• Required work
Your task is to transcribe all of the records exactly and leave out the pictures.

Entries from a pointing dataset
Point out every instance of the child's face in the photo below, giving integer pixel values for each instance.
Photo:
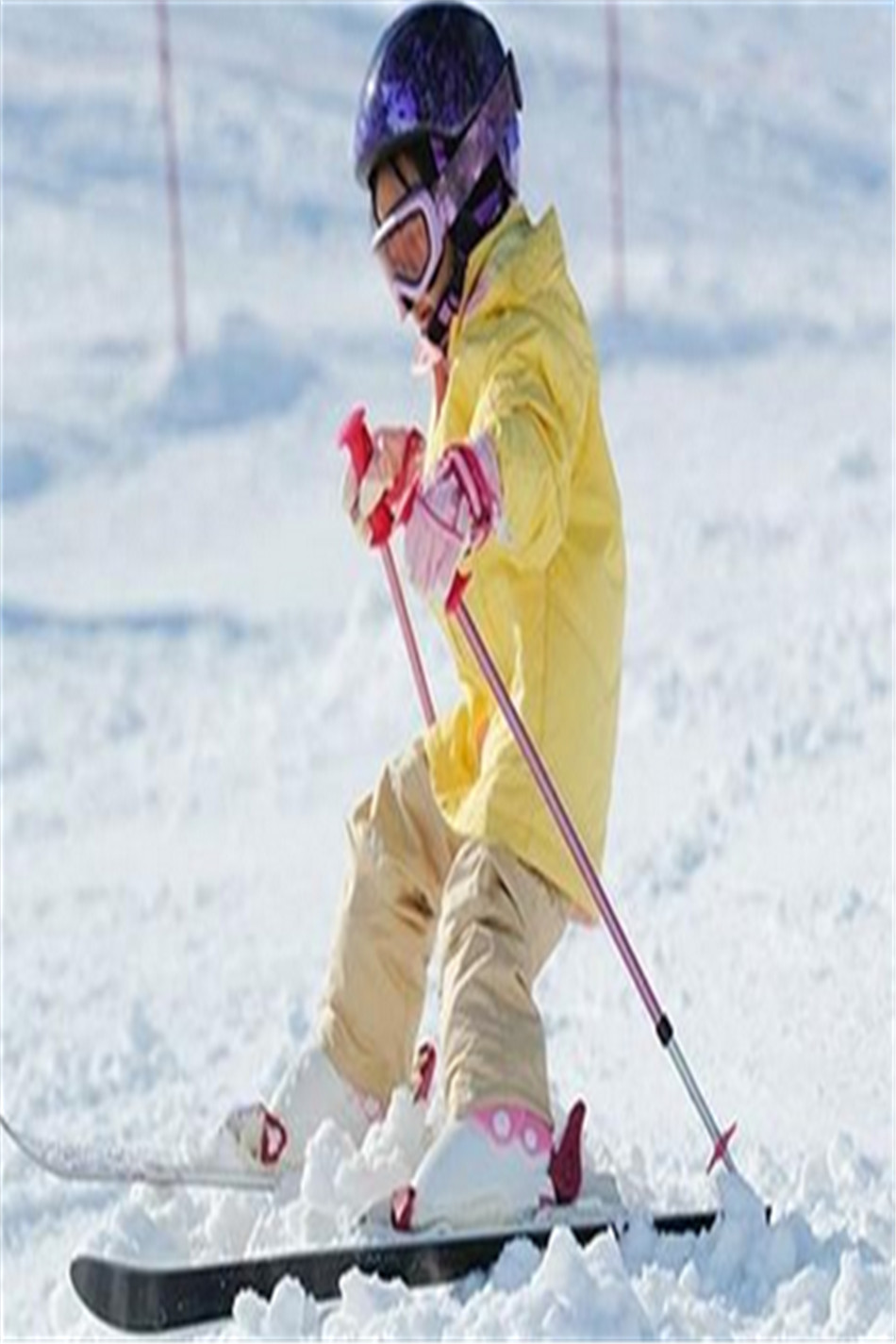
(407, 247)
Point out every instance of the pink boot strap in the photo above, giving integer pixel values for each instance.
(515, 1124)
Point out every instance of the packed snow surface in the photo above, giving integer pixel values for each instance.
(202, 671)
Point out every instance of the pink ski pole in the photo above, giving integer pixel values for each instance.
(456, 607)
(357, 439)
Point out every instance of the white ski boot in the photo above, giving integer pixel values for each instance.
(494, 1166)
(307, 1094)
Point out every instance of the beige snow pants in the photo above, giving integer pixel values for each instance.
(499, 921)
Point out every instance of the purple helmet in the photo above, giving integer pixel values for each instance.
(433, 70)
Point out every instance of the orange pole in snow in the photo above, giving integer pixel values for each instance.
(174, 230)
(617, 198)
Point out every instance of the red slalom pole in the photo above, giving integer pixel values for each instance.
(174, 230)
(617, 196)
(456, 607)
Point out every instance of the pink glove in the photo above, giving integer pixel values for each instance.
(391, 474)
(452, 515)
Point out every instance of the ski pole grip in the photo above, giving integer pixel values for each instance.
(355, 437)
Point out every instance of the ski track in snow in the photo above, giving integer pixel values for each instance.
(200, 671)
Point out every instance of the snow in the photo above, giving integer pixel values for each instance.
(202, 671)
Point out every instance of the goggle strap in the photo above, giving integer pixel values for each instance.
(478, 145)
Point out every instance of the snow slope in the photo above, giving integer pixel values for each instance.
(200, 670)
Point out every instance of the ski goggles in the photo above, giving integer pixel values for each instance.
(408, 245)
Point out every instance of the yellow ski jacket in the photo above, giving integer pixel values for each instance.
(548, 590)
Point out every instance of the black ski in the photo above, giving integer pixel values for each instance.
(140, 1299)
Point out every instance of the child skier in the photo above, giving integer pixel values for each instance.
(512, 486)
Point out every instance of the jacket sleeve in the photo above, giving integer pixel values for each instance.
(524, 407)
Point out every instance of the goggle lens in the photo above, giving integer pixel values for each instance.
(408, 243)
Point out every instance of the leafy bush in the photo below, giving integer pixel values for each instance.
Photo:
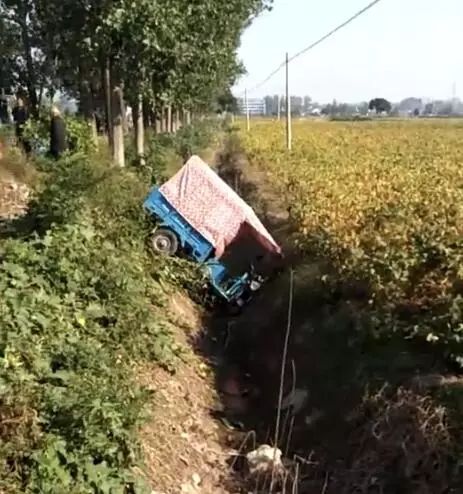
(78, 133)
(384, 203)
(78, 307)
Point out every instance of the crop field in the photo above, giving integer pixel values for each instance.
(382, 202)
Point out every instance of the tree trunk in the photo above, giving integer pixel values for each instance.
(146, 113)
(187, 117)
(173, 122)
(139, 130)
(158, 122)
(163, 119)
(125, 123)
(86, 106)
(31, 80)
(169, 119)
(117, 127)
(106, 85)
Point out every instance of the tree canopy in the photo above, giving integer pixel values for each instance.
(173, 52)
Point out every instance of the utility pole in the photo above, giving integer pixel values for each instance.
(248, 121)
(289, 136)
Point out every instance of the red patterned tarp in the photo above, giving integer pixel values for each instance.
(212, 207)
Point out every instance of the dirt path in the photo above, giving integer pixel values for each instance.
(345, 386)
(352, 425)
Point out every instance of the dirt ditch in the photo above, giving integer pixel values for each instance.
(349, 422)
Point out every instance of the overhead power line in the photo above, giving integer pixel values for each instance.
(316, 43)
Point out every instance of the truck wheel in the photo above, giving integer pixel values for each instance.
(164, 242)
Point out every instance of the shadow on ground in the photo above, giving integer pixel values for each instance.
(357, 423)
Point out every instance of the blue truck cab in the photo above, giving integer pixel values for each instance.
(174, 233)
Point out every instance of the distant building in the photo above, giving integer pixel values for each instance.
(256, 106)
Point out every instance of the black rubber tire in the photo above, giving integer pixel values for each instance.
(164, 242)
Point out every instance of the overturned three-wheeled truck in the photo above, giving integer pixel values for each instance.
(198, 214)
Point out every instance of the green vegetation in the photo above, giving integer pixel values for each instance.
(81, 302)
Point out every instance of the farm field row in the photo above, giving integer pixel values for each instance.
(383, 203)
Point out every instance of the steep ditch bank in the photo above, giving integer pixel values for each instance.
(358, 422)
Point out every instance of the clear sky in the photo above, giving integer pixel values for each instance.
(397, 49)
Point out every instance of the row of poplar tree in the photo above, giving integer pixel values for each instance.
(162, 57)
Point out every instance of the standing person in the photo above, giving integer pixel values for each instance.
(57, 134)
(20, 117)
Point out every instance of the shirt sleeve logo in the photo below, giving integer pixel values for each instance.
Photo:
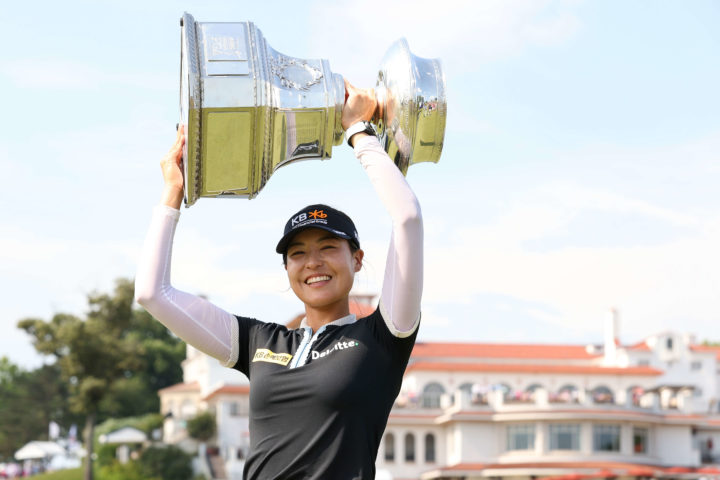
(265, 355)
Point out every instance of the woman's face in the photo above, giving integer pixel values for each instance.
(321, 268)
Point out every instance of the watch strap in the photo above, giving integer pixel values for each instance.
(363, 126)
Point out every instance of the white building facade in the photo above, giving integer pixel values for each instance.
(490, 411)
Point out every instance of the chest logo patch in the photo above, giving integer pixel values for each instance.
(265, 355)
(337, 346)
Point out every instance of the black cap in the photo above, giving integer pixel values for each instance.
(323, 217)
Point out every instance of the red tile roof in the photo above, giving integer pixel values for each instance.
(707, 348)
(499, 350)
(230, 390)
(602, 469)
(643, 346)
(181, 387)
(531, 368)
(361, 309)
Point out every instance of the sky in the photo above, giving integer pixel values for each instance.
(579, 171)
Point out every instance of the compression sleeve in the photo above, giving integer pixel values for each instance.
(403, 281)
(198, 322)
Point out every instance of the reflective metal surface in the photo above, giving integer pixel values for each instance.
(412, 106)
(248, 109)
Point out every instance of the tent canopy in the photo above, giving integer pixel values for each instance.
(35, 450)
(124, 435)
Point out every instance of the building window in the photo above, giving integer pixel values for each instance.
(567, 394)
(409, 447)
(521, 437)
(389, 447)
(606, 438)
(431, 395)
(602, 394)
(640, 440)
(564, 436)
(430, 448)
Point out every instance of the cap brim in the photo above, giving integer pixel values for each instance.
(285, 241)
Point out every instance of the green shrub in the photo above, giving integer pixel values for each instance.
(128, 471)
(165, 463)
(202, 426)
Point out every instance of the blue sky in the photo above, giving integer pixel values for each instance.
(579, 172)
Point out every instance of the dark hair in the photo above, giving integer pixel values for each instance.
(353, 248)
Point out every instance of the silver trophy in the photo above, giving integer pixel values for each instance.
(248, 109)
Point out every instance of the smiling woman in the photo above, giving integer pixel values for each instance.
(320, 395)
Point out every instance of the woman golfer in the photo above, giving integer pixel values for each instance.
(320, 395)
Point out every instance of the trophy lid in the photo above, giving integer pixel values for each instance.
(412, 106)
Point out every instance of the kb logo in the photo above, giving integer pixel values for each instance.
(300, 218)
(303, 216)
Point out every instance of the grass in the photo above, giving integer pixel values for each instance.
(70, 474)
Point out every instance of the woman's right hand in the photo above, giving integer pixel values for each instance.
(171, 166)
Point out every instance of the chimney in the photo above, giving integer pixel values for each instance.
(612, 341)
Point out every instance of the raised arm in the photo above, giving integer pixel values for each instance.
(198, 322)
(403, 281)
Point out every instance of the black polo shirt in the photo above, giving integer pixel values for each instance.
(319, 403)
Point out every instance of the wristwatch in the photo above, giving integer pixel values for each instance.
(364, 126)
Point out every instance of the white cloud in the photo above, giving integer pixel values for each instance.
(463, 34)
(52, 74)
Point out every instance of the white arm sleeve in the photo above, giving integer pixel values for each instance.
(402, 285)
(198, 322)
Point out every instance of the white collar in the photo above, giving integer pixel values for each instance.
(346, 320)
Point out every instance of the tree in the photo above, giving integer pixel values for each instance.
(114, 359)
(29, 400)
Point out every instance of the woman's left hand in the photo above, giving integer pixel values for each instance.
(360, 105)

• Exercise output
Point out every instance of the child's face in the photo below, giving integer pixel values for each instance.
Photo:
(407, 247)
Point out every instance of the pink boot strap in the photo above, giving integer pixel values for each instance.
(515, 1124)
Point out every instance of the packed snow surface in the photo above, giving integer pixel values for each instance.
(202, 671)
Point out every instance of the pink ski pole in the photo above, giving integer pixel values for each instance.
(456, 607)
(357, 439)
Point out every instance of the white ski boot in the photo above, giving integer pixel values for each instance.
(494, 1166)
(307, 1094)
Point out every instance of the beige snow pants in the photo above, giving integer pixel values for each instance.
(499, 921)
Point out every instance of the purple helmet in the photo above, giving integer pixel values for each instance.
(433, 70)
Point out every instance of the orange pole in snow in the photo above, giving integer pixel values for each instance.
(174, 230)
(617, 198)
Point out every instance of the red slalom pole in the photo above, giving integer pixel values for each instance.
(174, 230)
(617, 196)
(456, 607)
Point out every instance of the pink glove in the photo above, giving integer pixel values for each instance.
(391, 474)
(452, 515)
Point out every instance of the ski pole grip in the photo above, giving integer pixel values for each instance.
(355, 437)
Point out every instance of the ski track in snow in the photo above, giving integer pixel values for each instance.
(200, 671)
Point out every instance of the snow in the photo above, giving integer pixel values for each instance.
(202, 671)
Point out every instance of the goggle strap in the photo above, giving integer pixel values for each instance.
(478, 145)
Point out every instance of the snow slope in the photo above, giving integer pixel values for each instance.
(200, 670)
Point out every instance of the ski goggles in the photo above, giving integer pixel values for each instance.
(408, 245)
Point out every instance of the yellow ski jacket in the photo above, giving integer pixel values for each instance.
(548, 590)
Point out every instance of the black ski in the photo above, giving integer pixel values for each instance.
(140, 1299)
Point out every instance of the child skier in the photo above, giving integer pixel values for each instance.
(512, 486)
Point out every instance of the jacket sleeve in the photo above, giving integer pixel values for each instance.
(524, 407)
Point out every instance of the goggle lens in the photo above, giving integer pixel values for each instance.
(408, 243)
Point out every instance of the leafy bush in the photo below, giving integer pixel values for each instance.
Photo:
(78, 133)
(384, 203)
(78, 307)
Point out every instance of the crop field in the photo above, giving integer pixel values for each instance.
(382, 202)
Point out every instance of the tree trunk in the photo above, giving integer pixel values for each instance.
(146, 113)
(187, 117)
(173, 122)
(139, 130)
(158, 122)
(163, 119)
(125, 123)
(86, 106)
(31, 80)
(169, 119)
(117, 127)
(106, 85)
Point out every instance of the tree canopy in the photo above, giving integer pixel values for each instance.
(173, 52)
Point out every instance of the utility pole in the photo above, giving integer pixel values for each instance.
(248, 121)
(289, 136)
Point out every instance of the red patterned tarp in the photo above, giving integer pixel values for each instance.
(212, 207)
Point out every instance of the dirt path in the photo above, giving integer pixel values for each instance.
(345, 386)
(352, 425)
Point out every instance of the dirt ditch in the photo above, giving integer pixel values for each instance.
(349, 422)
Point out every instance of the overhead power line in the photo above, giving integer pixel values for each instance.
(316, 43)
Point out every instance of the truck wheel in the photo above, giving integer pixel values for each instance.
(164, 242)
Point out every instance of the shadow on ground in the photo above, giving integer pixel values for each instance.
(357, 423)
Point out every instance of the blue truck cab in the photo above, giving integer pixel values for each instance.
(174, 233)
Point out every instance of the distant building in the photo above, giving integer pixel values for each instance.
(256, 106)
Point out every instance of the black rubber tire in the photo above, giving integer pixel values for each instance.
(164, 242)
Point out every instance of the overturned three-wheeled truck in the photo above, giving integer pixel values for each instance.
(198, 214)
Point out every instance of the green vegetation in the photo above, giving integer pixel values for each instance.
(81, 302)
Point out every instance of the farm field row in the photo above, giving integer pixel values for each instance.
(383, 203)
Point out every instance of the steep ditch bank in the photo above, giving integer pixel values for each instance.
(358, 422)
Point out every instance of the clear sky in the photo above, giving integer pixel values for each instance.
(397, 49)
Point out every instance of the row of poplar tree in the photo above, giving integer pixel values for each instance.
(162, 57)
Point out every instance of the standing person in the photo above, giving integer pixel values for each instance.
(57, 134)
(20, 117)
Point out every instance of the shirt sleeve logo in the photo below, giving integer pixel values for each instance.
Photo:
(265, 355)
Point out every instance of the woman's face in the photo above, giving integer pixel values for each instance.
(321, 268)
Point out every instance of the watch strap in the photo above, giving integer pixel values for each instance.
(363, 126)
Point out every instance of the white building facade in the photo above, giving integer pixel values for each instance.
(490, 411)
Point out every instance of the chest logo patch in the photo above, giving integer pixel values for each instance.
(265, 355)
(337, 346)
Point out every instance of the black cap in the photo above, giving integer pixel values for each instance.
(323, 217)
Point out every instance of the red tile roof in the photo above, giving integer pixel values for each instance.
(707, 348)
(499, 350)
(230, 390)
(602, 469)
(643, 346)
(181, 387)
(531, 368)
(361, 309)
Point out every instance of the sky in the photo above, giving integer pixel values for each instance.
(579, 171)
Point out every instance of the compression sleeve in the photo above, giving integer pixel values for each instance.
(403, 281)
(198, 322)
Point out every instance of the reflective metal surface in the photo above, giving integer pixel values for each instance.
(412, 106)
(248, 109)
Point out every instance of the tent canopy in the photo above, giving integer pixel values for each instance.
(35, 450)
(124, 435)
Point out every instance of the building window in the photo above, giving integer pixel values for each instance.
(567, 394)
(409, 447)
(521, 437)
(389, 447)
(606, 438)
(431, 395)
(602, 394)
(640, 440)
(564, 436)
(430, 448)
Point out every instance of the cap brim in the photo above, giving integer pixel values for each instance.
(285, 241)
Point out every instance of the green shrub in the photo above, giving integer pixel values for each instance.
(128, 471)
(165, 463)
(202, 426)
Point out every instance of the blue sky in the photo above, giving integer pixel values for each instance.
(579, 172)
Point out every instance of the dark hair in the photo above, giving integer pixel values for each instance.
(353, 248)
Point out every instance of the silver trophy in the photo above, giving integer pixel values for each instance.
(248, 109)
Point out every instance of the smiling woman in the photo above, giving integer pixel values for each instance.
(320, 395)
Point out every instance of the woman golfer in the photo above, giving integer pixel values for each instance.
(320, 395)
Point out every instance of the trophy lid in the photo above, giving integer pixel values for each instance.
(412, 106)
Point out every instance of the kb logo in the photo above, giving integer pixel values for each instance.
(300, 218)
(303, 216)
Point out every instance of the grass in the photo above, giving integer pixel values for each instance.
(70, 474)
Point out every instance of the woman's right hand in the photo above, giving integer pixel values for each instance.
(171, 166)
Point out every instance of the chimney in the photo above, giving integer pixel values for each instance.
(612, 341)
Point out every instance of the raised arm in the photo above, giving integer pixel values for each instance.
(198, 322)
(403, 281)
Point out every instance of the black polo shirt in the photo above, giving integer pixel values for each instance.
(319, 403)
Point out every instance of the wristwatch in the photo above, giving integer pixel values for each instance.
(364, 126)
Point out every instance of the white cloud in the photo above, giving integer pixel values for each instance.
(463, 34)
(52, 74)
Point out every instance of the white arm sleeve in the photo above, giving integer pixel values for each instance.
(402, 285)
(198, 322)
Point out every instance of the white collar in the photo above, giving integer pixel values for each instance.
(346, 320)
Point out every instance of the tree in the photo above, giving integer pixel values for each instance.
(114, 359)
(29, 400)
Point out every instance of the woman's left hand in the photo above, giving integer pixel values for each instance.
(360, 105)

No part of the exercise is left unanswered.